Repeat every line from the start of the records through the line holding "(0, 0), (800, 243)", inclusive, with the requests kept. Add 117 to each coordinate in the answers, and leave the requests and their format samples as they are.

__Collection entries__
⁂
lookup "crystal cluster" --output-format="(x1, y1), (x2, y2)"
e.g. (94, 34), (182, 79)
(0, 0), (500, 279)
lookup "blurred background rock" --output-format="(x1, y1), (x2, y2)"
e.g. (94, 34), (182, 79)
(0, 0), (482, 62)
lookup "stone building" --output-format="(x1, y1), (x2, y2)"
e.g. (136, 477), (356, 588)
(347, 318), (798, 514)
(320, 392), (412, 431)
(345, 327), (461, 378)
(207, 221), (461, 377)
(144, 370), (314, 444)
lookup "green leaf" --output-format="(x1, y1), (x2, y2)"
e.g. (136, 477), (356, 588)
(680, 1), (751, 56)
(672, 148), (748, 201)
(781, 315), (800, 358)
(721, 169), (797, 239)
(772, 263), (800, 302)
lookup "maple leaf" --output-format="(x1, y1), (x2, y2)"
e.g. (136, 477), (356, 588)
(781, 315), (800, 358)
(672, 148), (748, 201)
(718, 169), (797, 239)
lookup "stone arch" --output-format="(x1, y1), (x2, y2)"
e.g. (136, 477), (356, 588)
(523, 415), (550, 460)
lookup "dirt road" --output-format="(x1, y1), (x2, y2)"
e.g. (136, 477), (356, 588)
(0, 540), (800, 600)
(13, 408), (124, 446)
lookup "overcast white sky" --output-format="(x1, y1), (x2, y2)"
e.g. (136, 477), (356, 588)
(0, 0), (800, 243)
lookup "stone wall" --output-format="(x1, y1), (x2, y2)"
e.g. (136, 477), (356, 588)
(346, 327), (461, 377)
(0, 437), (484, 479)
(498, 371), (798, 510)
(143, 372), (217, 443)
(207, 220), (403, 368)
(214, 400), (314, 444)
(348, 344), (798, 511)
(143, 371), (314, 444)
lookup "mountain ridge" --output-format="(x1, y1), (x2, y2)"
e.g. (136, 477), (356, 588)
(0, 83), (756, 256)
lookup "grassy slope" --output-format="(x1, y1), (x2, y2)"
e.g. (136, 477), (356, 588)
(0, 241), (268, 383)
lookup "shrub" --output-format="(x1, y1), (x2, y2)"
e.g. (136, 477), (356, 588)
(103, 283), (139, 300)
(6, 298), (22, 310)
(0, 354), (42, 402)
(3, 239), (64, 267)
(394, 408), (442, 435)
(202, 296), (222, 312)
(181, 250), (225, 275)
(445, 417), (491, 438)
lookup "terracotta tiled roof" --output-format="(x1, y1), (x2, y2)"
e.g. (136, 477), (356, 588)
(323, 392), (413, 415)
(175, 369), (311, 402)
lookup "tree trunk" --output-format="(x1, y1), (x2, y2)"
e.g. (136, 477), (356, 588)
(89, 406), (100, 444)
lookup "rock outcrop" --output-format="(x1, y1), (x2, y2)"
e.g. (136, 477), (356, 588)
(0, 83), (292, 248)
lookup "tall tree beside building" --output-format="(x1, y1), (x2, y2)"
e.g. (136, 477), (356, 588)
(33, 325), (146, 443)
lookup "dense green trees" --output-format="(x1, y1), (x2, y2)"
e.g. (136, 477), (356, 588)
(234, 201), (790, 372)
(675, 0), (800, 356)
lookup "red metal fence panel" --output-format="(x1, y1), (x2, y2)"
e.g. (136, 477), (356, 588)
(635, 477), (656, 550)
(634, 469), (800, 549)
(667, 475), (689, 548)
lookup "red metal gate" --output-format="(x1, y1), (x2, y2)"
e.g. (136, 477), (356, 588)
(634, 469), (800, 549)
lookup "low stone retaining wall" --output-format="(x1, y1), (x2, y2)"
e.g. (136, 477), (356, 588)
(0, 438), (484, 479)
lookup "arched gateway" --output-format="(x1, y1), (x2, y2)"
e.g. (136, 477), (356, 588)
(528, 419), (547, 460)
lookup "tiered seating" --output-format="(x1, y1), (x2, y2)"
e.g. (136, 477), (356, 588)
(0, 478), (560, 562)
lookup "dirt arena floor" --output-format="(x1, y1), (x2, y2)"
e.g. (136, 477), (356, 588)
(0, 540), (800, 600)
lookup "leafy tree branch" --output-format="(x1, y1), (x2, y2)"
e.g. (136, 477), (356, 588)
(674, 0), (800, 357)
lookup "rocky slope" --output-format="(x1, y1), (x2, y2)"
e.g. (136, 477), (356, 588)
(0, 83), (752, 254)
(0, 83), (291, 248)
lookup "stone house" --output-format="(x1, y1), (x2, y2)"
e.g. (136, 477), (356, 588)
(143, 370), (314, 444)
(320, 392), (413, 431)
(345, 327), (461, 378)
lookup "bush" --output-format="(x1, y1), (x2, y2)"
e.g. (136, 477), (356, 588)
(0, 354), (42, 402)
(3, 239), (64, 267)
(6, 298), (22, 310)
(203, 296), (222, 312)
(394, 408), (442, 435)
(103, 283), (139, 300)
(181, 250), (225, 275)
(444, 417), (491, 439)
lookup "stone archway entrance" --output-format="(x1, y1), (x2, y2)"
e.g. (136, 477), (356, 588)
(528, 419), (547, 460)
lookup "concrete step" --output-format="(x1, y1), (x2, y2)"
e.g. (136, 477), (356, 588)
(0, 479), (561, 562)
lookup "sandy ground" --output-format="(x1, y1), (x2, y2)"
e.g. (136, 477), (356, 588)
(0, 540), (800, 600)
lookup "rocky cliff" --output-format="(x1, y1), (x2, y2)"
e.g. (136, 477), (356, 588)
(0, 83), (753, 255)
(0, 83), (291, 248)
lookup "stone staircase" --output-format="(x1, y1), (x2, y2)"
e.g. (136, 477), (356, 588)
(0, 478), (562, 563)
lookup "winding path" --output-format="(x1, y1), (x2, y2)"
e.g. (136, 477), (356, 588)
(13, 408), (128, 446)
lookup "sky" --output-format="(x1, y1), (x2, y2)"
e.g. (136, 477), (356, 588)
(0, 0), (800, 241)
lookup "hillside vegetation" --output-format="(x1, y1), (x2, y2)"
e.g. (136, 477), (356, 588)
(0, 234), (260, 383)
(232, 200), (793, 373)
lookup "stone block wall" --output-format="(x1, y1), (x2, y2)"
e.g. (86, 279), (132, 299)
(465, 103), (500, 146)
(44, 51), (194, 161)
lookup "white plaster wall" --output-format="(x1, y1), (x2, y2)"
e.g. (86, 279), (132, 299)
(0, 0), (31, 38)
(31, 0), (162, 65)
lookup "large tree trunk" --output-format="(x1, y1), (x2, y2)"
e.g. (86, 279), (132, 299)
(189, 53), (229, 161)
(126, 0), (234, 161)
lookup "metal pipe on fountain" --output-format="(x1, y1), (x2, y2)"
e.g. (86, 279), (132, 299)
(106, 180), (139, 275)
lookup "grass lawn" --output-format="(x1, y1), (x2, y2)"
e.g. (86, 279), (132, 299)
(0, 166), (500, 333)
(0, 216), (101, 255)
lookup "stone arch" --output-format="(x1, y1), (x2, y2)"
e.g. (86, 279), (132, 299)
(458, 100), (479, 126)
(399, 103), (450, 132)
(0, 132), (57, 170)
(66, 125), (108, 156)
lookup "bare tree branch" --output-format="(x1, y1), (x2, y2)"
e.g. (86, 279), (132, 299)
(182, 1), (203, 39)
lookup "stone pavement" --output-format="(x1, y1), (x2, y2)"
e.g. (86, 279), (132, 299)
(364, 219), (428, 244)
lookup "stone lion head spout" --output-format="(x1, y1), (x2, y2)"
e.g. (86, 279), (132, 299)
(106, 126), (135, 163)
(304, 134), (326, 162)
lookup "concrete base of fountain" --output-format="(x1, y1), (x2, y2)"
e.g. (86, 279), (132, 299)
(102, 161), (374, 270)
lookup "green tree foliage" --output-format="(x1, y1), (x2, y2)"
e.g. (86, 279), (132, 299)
⁂
__PROBLEM SOLUTION__
lookup "crystal cluster" --output-format="(x1, y1), (x2, y2)"
e.g. (94, 34), (182, 79)
(117, 117), (617, 396)
lookup "blurred background rock" --output-format="(x1, y1), (x2, y2)"
e.g. (94, 34), (182, 79)
(117, 117), (599, 179)
lookup "stone building" --output-format="(x1, y1), (x2, y2)"
e.g. (136, 477), (356, 588)
(464, 435), (915, 631)
(437, 509), (529, 548)
(462, 444), (578, 495)
(324, 338), (578, 494)
(261, 487), (431, 561)
lookup "green leaf" --output-format="(x1, y1), (x2, y2)"
e.g. (136, 477), (356, 588)
(797, 118), (868, 173)
(789, 265), (865, 318)
(898, 432), (917, 475)
(838, 286), (914, 356)
(889, 380), (917, 419)
lookup "maple leaf" --output-format="(x1, y1), (x2, y2)"
e.g. (136, 477), (356, 588)
(898, 432), (917, 475)
(789, 265), (865, 318)
(835, 286), (914, 356)
lookup "stone arch" --output-format="(x1, y1), (x2, y2)"
e.g. (136, 477), (356, 588)
(640, 532), (667, 577)
lookup "dirt road" --output-format="(x1, y1), (x2, y2)"
e.g. (136, 477), (356, 588)
(117, 657), (917, 717)
(130, 525), (241, 563)
lookup "overcast white sky" --output-format="(x1, y1), (x2, y2)"
e.g. (136, 477), (356, 588)
(117, 117), (917, 360)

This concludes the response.